> Task requirements:
Quote the lines below exactly, from the one that holds "of the perforated" through the final line of the records, and only those.

● ● ●

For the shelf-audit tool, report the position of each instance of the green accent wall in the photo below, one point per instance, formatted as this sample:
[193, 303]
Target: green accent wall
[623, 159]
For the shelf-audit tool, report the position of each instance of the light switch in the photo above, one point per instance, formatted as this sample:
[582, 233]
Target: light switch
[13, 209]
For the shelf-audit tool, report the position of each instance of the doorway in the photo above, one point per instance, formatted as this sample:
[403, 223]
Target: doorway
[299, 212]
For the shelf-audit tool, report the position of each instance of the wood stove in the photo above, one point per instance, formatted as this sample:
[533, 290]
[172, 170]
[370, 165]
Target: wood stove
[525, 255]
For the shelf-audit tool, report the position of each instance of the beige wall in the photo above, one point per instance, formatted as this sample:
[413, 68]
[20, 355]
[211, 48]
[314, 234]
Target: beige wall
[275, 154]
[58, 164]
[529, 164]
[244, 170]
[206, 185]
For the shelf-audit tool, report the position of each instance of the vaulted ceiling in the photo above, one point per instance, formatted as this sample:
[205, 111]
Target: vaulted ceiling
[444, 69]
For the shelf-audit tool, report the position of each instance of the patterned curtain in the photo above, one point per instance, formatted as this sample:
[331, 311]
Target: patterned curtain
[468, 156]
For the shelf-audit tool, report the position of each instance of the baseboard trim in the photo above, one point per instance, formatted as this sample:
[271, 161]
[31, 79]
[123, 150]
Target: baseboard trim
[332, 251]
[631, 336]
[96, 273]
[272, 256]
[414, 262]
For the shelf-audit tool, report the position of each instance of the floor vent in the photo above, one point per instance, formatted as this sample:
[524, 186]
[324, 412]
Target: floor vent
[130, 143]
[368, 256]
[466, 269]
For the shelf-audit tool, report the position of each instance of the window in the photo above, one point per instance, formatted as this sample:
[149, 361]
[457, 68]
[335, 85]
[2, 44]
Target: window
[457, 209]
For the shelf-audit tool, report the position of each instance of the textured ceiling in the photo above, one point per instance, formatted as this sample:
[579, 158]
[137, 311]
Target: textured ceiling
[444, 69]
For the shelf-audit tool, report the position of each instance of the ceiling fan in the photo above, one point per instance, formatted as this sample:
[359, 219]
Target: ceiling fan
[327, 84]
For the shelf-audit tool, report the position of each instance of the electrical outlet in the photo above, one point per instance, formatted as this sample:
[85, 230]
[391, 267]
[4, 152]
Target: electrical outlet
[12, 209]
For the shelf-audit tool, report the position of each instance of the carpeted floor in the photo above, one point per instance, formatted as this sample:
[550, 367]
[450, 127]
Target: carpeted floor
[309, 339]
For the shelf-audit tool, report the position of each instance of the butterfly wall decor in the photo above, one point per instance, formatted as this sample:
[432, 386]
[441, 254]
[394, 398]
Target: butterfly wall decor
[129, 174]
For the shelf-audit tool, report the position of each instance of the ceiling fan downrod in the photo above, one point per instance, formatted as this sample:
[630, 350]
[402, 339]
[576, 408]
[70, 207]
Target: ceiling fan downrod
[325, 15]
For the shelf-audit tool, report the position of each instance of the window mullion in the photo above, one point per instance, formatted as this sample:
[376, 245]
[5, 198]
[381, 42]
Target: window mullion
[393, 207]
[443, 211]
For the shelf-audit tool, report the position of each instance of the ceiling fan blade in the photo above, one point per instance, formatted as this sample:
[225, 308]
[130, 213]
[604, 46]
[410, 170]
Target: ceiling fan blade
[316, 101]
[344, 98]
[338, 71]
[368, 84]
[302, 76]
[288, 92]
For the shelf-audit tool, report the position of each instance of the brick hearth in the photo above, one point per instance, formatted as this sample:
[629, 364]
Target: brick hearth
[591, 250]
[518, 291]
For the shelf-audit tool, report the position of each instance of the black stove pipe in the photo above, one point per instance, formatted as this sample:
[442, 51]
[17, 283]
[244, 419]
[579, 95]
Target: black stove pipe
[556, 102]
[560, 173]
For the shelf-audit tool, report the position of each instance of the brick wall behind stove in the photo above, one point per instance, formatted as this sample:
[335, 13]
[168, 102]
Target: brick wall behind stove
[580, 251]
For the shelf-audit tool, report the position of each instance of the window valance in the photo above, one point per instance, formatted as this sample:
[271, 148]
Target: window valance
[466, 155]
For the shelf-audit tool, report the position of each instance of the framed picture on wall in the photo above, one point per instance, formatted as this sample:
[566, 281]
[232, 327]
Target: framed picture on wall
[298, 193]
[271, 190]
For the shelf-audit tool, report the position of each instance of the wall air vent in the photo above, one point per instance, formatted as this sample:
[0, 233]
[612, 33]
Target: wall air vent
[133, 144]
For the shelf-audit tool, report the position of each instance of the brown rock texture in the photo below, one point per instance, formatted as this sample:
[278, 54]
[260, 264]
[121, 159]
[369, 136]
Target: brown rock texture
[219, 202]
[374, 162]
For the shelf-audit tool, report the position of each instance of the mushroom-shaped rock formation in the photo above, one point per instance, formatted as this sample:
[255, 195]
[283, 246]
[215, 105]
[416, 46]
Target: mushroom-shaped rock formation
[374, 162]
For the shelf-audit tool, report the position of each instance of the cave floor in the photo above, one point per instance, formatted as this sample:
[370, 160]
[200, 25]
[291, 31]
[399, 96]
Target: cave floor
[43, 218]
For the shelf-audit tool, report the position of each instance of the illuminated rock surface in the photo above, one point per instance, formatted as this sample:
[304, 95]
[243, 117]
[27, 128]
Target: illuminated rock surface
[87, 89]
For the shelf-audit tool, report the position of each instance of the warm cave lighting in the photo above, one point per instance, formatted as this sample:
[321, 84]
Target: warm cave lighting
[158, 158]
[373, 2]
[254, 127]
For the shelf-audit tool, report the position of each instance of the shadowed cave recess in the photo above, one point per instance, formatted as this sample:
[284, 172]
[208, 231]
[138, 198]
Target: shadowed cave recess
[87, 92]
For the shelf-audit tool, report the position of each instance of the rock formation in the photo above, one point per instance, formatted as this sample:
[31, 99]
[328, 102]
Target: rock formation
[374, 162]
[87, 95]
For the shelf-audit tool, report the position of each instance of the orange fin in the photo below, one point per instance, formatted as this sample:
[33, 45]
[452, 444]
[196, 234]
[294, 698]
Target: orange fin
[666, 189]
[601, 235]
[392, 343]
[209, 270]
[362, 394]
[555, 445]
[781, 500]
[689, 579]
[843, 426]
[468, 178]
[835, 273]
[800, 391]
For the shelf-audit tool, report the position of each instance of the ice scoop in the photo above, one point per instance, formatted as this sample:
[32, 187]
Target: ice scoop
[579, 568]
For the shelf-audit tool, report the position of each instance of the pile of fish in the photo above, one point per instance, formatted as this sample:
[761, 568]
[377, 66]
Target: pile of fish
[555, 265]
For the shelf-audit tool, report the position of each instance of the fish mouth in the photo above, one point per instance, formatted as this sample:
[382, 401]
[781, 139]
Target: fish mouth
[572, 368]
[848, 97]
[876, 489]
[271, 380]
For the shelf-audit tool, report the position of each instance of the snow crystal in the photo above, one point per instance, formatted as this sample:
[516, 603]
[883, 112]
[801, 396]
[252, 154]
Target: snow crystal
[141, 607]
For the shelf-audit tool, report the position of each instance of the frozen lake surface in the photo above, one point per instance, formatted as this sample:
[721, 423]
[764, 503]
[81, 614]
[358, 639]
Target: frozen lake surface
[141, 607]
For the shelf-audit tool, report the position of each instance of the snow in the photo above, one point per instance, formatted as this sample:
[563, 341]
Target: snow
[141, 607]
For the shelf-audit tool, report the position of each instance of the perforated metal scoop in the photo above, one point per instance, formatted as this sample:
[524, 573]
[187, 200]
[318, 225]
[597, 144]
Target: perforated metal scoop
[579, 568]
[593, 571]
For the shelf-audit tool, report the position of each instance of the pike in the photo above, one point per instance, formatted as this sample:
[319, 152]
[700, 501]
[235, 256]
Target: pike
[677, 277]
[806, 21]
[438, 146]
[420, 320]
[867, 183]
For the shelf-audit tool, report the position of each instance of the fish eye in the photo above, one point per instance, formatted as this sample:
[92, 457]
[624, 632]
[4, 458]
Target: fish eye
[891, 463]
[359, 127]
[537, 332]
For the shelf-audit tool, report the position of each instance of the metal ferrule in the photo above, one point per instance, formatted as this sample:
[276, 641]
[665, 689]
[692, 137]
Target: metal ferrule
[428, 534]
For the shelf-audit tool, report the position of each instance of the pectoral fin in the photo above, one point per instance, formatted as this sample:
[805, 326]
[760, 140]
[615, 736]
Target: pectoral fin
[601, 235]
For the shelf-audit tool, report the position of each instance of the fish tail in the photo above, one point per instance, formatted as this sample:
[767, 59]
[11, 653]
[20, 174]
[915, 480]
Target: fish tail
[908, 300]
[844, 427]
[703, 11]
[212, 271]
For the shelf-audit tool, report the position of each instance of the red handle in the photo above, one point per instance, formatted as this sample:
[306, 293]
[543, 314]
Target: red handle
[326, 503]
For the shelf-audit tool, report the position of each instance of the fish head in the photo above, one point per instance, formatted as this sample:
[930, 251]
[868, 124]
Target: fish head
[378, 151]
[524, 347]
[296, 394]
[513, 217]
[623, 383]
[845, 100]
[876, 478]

● ● ●

> Solution for this exercise:
For the shelf-audit tool, report the position of each instance of the perforated metal scoop in the photo above, one point per instance, formatted as this sample:
[524, 573]
[187, 200]
[318, 225]
[597, 144]
Target: perforated metal scoop
[579, 568]
[593, 571]
For the shelf-audit tool, report the position of each instance of the pike in the photo above, one point per instance, formatted as this sample:
[319, 152]
[700, 501]
[235, 256]
Target: pike
[677, 277]
[806, 21]
[438, 146]
[420, 320]
[867, 183]
For the shelf-audit tool, report the position of each instance of the fish eye in the photo above, one point per instance, formatted as this sample:
[92, 457]
[624, 632]
[4, 458]
Target: fish eye
[891, 463]
[359, 127]
[537, 332]
For the shelf-audit tool, report the position of each instance of the metal ferrule in the photo above, one point per instance, formatted as this sample:
[276, 641]
[665, 689]
[692, 137]
Target: metal ferrule
[428, 534]
For the shelf-audit tool, report the position of each instance of the pectoral fin in the photo above, one point per instance, formatted as this sample:
[805, 326]
[760, 140]
[615, 736]
Target: pectoral fin
[601, 235]
For the shelf-audit tool, report the position of each instance of the fish tail in the photo above, one point per instance, formatted as this sample:
[767, 59]
[11, 653]
[20, 174]
[915, 480]
Target: fish tail
[908, 300]
[844, 427]
[703, 11]
[212, 271]
For the shelf-audit tool, report the position of each instance of the red handle in the photo above, one point per instance, formatted as this sample:
[306, 293]
[543, 314]
Target: red handle
[326, 503]
For the shelf-audit tool, report the position of each instance of the fish head in the photo above, one point per instance, formatted as this sample:
[930, 251]
[868, 124]
Target: fish head
[378, 151]
[524, 347]
[296, 394]
[513, 217]
[623, 383]
[845, 100]
[876, 478]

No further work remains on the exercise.